[PASSAGE FOR REVIEW]
***
The Allegations of the Complaint

Plaintiffs Suthers and Martin both suffer from Parkinson’s Disease, a progressive neurodegenerative disorder. An individual with Parkinson’s experiences a loss of dopaminergic neurons in his or her brain, which causes tremors, shaking, slow movement and muscle stiffness and rigidity. (Comply 8) Existing treatments for the disease replace dopamine in the brain. (.Id. ¶ 9) While this temporarily masks the symptoms of Parkinson’s, it does not prevent the death of those brain cells that produce dopamine. (Id. ¶¶ 9,10)

In the early 1990s, a Colorado biotechnology company, Synergen, designed a protein called glial cell line-derived neu-tropic factor (“GDNF”) as an alternative treatment for Parkinson’s'. (Id. ¶ 11) Preliminary results indicated that GDNF could cause the growth of dopamine-producing brain cells and thus provide a more effective treatment for Parkinson’s. (Id. ¶ 13) In 1994, defendant Amgen acquired Synergen for $240 million. (Id. ¶ 14)
***
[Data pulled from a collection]

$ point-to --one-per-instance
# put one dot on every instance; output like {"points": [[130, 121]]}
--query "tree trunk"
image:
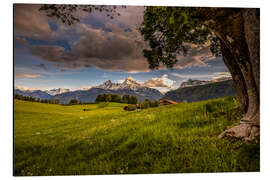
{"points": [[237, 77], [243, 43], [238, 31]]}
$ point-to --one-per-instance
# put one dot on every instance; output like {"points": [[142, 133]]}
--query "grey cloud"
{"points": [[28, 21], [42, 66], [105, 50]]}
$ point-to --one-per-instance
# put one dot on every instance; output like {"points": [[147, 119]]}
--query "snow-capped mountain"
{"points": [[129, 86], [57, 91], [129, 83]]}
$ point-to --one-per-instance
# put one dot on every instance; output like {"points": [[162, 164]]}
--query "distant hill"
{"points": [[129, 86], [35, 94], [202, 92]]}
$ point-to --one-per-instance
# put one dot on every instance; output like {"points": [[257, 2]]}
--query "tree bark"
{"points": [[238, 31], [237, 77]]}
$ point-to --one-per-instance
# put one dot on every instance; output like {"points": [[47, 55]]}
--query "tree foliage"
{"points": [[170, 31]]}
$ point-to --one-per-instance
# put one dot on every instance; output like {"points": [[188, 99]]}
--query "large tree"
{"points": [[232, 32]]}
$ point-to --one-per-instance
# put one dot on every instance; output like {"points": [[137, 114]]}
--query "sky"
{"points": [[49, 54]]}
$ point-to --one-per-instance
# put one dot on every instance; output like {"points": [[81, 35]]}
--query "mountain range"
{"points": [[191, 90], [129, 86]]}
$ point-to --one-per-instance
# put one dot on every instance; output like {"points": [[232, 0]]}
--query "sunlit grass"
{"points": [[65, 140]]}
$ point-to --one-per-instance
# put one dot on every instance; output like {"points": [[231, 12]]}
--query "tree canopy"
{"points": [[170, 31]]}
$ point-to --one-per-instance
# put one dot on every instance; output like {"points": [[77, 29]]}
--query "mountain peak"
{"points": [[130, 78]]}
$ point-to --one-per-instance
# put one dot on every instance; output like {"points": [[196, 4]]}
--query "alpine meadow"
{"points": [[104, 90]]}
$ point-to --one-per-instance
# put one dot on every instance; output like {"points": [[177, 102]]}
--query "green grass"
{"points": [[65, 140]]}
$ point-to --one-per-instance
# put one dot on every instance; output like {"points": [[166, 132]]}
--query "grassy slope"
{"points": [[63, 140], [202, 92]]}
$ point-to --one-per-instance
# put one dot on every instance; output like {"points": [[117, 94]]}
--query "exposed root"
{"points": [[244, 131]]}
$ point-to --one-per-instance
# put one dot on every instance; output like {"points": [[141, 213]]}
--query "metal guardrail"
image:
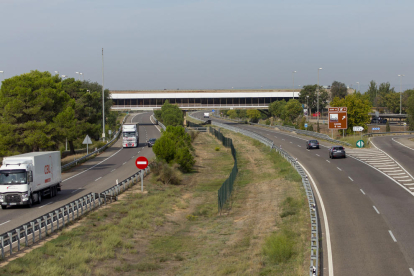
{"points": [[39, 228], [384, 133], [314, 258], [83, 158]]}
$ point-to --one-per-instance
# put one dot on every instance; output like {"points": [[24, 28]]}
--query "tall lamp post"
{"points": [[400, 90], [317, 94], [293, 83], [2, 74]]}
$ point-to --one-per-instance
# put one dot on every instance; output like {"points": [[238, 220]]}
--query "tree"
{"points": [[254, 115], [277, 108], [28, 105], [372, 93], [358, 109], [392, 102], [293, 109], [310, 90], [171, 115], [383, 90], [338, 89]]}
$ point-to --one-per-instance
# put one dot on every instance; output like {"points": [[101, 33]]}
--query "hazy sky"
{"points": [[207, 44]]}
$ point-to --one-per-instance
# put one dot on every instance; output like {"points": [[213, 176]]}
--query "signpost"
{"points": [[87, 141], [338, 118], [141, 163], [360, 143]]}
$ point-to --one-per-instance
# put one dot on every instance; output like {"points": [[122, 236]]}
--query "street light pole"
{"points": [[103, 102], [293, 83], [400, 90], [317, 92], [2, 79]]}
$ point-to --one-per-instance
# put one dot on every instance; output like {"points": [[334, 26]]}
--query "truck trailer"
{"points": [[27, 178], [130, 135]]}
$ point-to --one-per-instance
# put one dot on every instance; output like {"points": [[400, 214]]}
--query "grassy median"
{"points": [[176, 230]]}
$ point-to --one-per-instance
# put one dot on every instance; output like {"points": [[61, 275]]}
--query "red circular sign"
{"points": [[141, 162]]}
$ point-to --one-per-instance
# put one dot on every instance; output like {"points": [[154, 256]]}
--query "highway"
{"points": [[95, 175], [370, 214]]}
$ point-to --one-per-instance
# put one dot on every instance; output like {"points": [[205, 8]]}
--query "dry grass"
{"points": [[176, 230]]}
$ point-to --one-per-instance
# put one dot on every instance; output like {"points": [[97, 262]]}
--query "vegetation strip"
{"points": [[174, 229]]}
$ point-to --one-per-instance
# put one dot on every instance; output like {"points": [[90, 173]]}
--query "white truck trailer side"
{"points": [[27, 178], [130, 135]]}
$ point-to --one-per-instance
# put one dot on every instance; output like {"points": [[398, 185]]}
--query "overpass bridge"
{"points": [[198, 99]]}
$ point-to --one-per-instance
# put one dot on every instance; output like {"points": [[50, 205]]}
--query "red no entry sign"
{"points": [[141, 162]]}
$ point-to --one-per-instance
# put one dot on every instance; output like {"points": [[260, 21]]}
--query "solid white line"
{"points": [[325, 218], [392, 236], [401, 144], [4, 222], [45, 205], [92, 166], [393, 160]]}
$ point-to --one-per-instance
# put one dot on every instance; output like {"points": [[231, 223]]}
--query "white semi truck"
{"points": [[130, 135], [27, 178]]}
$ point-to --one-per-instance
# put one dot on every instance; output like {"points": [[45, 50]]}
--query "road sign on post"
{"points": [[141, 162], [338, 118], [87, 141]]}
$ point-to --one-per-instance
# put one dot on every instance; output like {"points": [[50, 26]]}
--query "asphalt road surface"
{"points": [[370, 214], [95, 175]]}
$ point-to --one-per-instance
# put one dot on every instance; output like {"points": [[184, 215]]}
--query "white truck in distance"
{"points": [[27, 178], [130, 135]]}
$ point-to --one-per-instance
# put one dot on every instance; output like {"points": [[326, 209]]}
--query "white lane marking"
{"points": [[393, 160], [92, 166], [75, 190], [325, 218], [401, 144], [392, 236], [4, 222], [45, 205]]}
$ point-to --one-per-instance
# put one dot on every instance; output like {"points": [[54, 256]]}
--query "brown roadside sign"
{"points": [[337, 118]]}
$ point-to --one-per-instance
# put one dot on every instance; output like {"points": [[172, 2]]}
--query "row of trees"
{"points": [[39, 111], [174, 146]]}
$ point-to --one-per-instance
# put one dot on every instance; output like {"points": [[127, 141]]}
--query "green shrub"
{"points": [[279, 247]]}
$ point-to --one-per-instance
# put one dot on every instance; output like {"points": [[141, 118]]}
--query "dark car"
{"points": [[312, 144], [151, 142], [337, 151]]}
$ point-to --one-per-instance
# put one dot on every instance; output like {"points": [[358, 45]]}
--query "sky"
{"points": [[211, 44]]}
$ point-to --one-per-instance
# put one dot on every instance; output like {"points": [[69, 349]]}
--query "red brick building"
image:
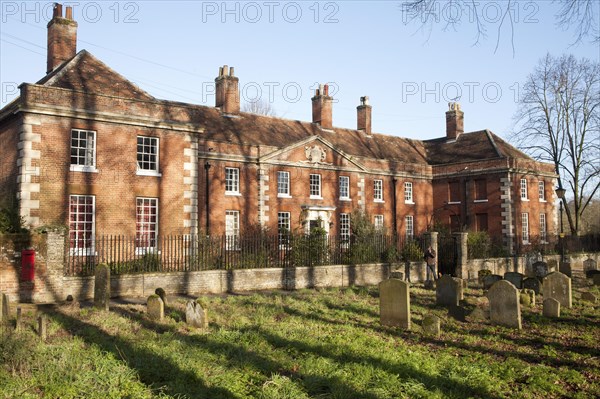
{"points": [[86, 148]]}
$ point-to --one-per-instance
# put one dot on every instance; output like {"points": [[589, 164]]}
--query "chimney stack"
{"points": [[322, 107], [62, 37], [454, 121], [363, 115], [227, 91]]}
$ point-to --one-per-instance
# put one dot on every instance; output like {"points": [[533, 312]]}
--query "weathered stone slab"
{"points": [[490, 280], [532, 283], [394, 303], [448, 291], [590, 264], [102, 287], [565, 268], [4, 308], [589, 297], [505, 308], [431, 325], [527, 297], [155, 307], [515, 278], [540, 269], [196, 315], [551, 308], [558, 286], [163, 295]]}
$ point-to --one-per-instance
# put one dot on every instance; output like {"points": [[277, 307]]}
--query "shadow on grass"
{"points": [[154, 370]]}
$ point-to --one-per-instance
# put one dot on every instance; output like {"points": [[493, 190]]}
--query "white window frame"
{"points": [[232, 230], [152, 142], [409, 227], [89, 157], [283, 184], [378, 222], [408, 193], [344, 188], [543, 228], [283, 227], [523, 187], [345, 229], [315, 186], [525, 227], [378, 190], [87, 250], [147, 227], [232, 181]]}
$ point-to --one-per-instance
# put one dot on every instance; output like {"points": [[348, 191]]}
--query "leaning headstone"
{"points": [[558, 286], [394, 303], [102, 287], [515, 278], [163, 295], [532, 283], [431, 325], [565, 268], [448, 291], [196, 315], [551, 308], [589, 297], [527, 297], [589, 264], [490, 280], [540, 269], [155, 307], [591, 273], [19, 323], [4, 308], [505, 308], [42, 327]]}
***
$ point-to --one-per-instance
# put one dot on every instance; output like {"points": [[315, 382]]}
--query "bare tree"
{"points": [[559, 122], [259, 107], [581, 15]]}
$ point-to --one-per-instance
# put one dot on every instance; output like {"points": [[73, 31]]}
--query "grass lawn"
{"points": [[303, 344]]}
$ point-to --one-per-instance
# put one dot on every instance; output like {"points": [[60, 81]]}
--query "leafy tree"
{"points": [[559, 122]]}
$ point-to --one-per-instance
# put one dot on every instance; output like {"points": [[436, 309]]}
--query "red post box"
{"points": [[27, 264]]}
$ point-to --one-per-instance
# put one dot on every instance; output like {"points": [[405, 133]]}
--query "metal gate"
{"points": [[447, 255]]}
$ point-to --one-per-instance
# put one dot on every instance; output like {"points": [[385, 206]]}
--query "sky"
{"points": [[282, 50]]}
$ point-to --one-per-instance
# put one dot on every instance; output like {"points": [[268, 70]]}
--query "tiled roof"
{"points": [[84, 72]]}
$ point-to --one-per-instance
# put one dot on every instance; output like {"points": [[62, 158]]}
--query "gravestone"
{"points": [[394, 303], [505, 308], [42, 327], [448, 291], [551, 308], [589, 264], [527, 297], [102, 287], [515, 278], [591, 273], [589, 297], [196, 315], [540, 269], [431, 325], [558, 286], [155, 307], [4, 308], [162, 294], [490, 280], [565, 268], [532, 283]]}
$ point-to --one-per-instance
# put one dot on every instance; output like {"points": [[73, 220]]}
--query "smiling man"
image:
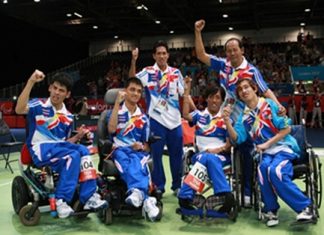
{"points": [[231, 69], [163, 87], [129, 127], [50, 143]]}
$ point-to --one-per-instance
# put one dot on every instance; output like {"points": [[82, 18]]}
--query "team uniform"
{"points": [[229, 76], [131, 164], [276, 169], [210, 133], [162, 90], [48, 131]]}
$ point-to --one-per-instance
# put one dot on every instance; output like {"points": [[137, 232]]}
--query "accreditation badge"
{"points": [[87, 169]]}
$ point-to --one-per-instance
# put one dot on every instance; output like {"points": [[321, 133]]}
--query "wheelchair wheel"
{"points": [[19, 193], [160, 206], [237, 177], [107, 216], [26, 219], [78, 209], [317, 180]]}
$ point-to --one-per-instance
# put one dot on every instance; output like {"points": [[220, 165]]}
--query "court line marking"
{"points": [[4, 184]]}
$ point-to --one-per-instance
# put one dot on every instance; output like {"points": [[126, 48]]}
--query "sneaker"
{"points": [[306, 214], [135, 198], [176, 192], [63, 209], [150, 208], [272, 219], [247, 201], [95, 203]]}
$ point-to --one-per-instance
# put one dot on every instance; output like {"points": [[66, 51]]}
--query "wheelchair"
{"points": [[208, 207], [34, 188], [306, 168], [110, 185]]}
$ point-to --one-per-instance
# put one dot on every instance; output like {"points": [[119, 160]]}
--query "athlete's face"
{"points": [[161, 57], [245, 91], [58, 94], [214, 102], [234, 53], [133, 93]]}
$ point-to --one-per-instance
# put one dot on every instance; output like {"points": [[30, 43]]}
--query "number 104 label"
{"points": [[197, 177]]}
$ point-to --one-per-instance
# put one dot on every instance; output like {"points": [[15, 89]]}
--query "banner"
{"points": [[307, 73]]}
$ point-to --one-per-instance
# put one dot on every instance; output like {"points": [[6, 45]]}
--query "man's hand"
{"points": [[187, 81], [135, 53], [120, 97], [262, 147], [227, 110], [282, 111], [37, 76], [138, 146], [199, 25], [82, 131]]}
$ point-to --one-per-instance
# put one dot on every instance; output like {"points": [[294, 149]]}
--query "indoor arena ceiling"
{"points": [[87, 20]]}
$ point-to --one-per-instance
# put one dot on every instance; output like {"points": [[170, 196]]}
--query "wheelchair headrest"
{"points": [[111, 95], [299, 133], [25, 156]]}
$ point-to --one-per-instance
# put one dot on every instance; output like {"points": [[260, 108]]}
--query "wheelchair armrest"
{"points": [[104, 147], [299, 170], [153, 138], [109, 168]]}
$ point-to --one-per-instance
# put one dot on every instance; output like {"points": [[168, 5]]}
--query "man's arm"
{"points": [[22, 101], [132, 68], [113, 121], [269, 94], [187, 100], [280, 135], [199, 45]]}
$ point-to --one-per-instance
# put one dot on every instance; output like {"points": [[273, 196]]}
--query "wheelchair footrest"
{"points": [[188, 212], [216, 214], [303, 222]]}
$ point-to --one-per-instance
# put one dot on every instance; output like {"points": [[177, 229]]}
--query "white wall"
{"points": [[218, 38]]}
***
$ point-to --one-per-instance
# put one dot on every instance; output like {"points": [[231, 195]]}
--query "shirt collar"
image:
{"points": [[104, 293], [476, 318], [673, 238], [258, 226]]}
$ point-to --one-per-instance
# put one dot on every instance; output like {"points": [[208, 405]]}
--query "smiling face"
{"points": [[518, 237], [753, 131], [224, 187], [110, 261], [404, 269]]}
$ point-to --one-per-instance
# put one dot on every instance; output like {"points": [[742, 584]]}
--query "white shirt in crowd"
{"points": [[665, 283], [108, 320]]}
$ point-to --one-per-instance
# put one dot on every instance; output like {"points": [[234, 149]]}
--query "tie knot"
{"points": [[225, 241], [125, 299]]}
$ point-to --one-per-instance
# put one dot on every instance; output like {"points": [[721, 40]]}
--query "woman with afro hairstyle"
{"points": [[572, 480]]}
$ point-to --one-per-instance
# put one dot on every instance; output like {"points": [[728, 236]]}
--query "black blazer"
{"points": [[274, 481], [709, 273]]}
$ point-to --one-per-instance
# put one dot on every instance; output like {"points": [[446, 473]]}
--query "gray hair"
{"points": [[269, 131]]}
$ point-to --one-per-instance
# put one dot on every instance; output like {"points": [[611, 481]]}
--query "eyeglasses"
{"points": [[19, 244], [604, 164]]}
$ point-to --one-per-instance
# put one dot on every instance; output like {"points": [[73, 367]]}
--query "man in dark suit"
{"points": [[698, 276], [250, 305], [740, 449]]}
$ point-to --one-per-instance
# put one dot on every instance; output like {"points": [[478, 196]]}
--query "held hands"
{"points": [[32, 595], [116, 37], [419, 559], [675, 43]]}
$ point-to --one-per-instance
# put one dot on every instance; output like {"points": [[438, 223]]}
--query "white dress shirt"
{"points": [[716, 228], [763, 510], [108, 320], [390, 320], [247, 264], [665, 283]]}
***
[EXERCISE PROMPT] For each statement below, say whether it agrees with the passage on the complaint's allegations. Answer yes or no, and quote the words from the passage that decide it. (a) Synergen was a biotechnology company based in Colorado. (b) Existing treatments for Parkinson's prevent the death of the brain cells that produce dopamine. (c) Amgen acquired Synergen in 1994 for $240 million.

[THE COMPLETED TASK]
(a) Yes: "a Colorado biotechnology company, Synergen"
(b) No: "it does not prevent the death of those brain cells that produce dopamine"
(c) Yes: "In 1994, defendant Amgen acquired Synergen for $240 million."